---------- TASK INPUTS ----------
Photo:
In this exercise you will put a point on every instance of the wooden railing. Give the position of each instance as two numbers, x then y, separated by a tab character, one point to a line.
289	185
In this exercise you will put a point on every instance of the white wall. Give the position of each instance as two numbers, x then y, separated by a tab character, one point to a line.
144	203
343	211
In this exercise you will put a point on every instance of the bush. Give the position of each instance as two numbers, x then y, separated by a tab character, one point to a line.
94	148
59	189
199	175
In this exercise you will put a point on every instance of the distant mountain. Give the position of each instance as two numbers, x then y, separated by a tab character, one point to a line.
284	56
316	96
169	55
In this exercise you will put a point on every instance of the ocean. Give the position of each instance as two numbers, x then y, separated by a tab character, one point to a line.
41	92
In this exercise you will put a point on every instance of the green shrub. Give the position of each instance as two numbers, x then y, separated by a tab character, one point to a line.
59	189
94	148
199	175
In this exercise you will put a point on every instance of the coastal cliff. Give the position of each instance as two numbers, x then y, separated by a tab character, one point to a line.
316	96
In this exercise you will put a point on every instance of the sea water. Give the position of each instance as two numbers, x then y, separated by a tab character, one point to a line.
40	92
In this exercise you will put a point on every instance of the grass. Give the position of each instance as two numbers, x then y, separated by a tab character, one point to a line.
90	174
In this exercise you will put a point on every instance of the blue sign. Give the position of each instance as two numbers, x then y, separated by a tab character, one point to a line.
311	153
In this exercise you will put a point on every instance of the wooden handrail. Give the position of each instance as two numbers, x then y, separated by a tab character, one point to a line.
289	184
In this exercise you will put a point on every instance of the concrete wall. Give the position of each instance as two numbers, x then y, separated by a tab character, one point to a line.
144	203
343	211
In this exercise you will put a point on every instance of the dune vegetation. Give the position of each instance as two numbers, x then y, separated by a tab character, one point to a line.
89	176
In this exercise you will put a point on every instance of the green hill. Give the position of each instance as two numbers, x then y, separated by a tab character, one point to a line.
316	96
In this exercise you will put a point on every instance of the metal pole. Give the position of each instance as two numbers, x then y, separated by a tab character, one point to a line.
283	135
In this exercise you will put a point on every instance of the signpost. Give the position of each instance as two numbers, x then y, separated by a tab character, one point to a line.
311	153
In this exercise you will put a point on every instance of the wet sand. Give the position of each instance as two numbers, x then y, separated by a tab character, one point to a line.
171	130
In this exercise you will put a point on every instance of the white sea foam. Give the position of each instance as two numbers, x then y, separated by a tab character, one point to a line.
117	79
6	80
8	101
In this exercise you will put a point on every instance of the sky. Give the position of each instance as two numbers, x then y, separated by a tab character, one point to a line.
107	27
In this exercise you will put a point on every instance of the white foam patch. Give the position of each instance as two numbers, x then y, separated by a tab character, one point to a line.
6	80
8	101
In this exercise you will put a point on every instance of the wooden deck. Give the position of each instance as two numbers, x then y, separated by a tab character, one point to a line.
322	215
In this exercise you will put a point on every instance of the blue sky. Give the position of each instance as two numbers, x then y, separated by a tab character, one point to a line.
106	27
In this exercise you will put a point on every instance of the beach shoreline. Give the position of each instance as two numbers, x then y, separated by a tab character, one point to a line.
----------
*WORK ITEM*
Write all the data out again, word for word.

*TASK ANSWER*
Photo:
In this exercise you will put a point on every instance of the wooden railing. Give the position of each instance as two numbers, x then y, separated by a tab character, one point to a line.
289	185
In this exercise you will put a point on every instance of the white wall. Give the position of each instance as two numbers, x then y, separated by a tab character, one point to a line.
144	203
343	211
In this exercise you will put a point on every instance of the bush. Give the position of each instance as two numbers, x then y, separated by a tab character, one point to a line.
94	148
59	189
199	175
In this exercise you will put a point on every instance of the distant mountain. Give the position of each instance as two numbers, x then y, separated by a tab character, one point to a line.
284	56
316	96
169	55
In this exercise you will put a point on every instance of the ocean. Give the position of each instance as two numbers, x then y, separated by a tab character, one point to a line.
41	92
In this exercise you will put a point on every instance of the green shrub. Give the position of each instance as two numbers, x then y, separated by a tab character, one point to a line.
59	189
94	148
199	175
In this exercise you will put a point on every instance of the coastal cliff. Give the position of each instance as two numbers, x then y, separated by a tab character, one point to a line.
316	96
In this exercise you will put a point on every instance of the sea water. Give the position of each instance as two numbers, x then y, separated by a tab character, one point to a line.
40	92
In this exercise you will put a point on every instance of the grass. Give the position of each instance as two numbers, x then y, separated by a tab character, one point to a line.
90	174
In this exercise you will put a point on every instance of the blue sign. Give the position of each instance as two numbers, x then y, separated by a tab character, one point to a line.
311	153
In this exercise you will put a point on every instance of the wooden handrail. Give the position of each instance as two numbers, x then y, separated by a tab character, one point to a line.
289	184
In this exercise you will put a point on every instance of the concrete wall. Give the position of each instance as two numbers, x then y, separated by a tab character, one point to a line.
144	203
343	211
In this exercise you will put a point on every instance of the dune vegetation. Give the position of each instance as two numbers, x then y, separated by a tab character, one point to a line.
89	176
In this exercise you will put a point on every instance of the green hill. Give the position of each instance as two numbers, x then y, separated by a tab character, one point to a line.
316	96
In this exercise you will put a point on every instance of the metal pole. Give the position of each instance as two numbers, x then y, separated by a tab character, one point to a line.
283	135
In this exercise you will put a point on every instance of the signpost. Give the position of each instance as two numbers, x then y, separated by a tab character, one point to a line.
311	153
In this exercise you will put a point on every instance of the wet sand. Give the position of each instance as two numbers, x then y, separated by a tab character, one point to a line.
171	130
In this exercise you will put a point on every instance of the white sea foam. Give the position of each instance as two numbers, x then y, separated by a tab character, one point to a line.
117	79
6	80
8	101
In this exercise you will put a point on every instance of the sky. Give the position of each instance as two numbers, x then y, separated by a tab character, one point to a line.
107	27
In this exercise you will put a point on every instance of the white foam patch. Give the position of each instance as two numbers, x then y, separated by a tab character, one point to a line.
6	80
8	101
In this exercise you will put a point on every instance of the wooden deck. Give the position of each instance as two numbers, x then y, separated by a tab character, one point to a line.
322	215
In this exercise you will put a point on every instance of the blue sky. Give the position of each instance as two numbers, x then y, separated by a tab character, one point to a line.
106	27
In this exercise you will put a point on every instance of the beach shoreline. Give the position of each instance as two numbers, x then y, separated by a tab character, one point to a line.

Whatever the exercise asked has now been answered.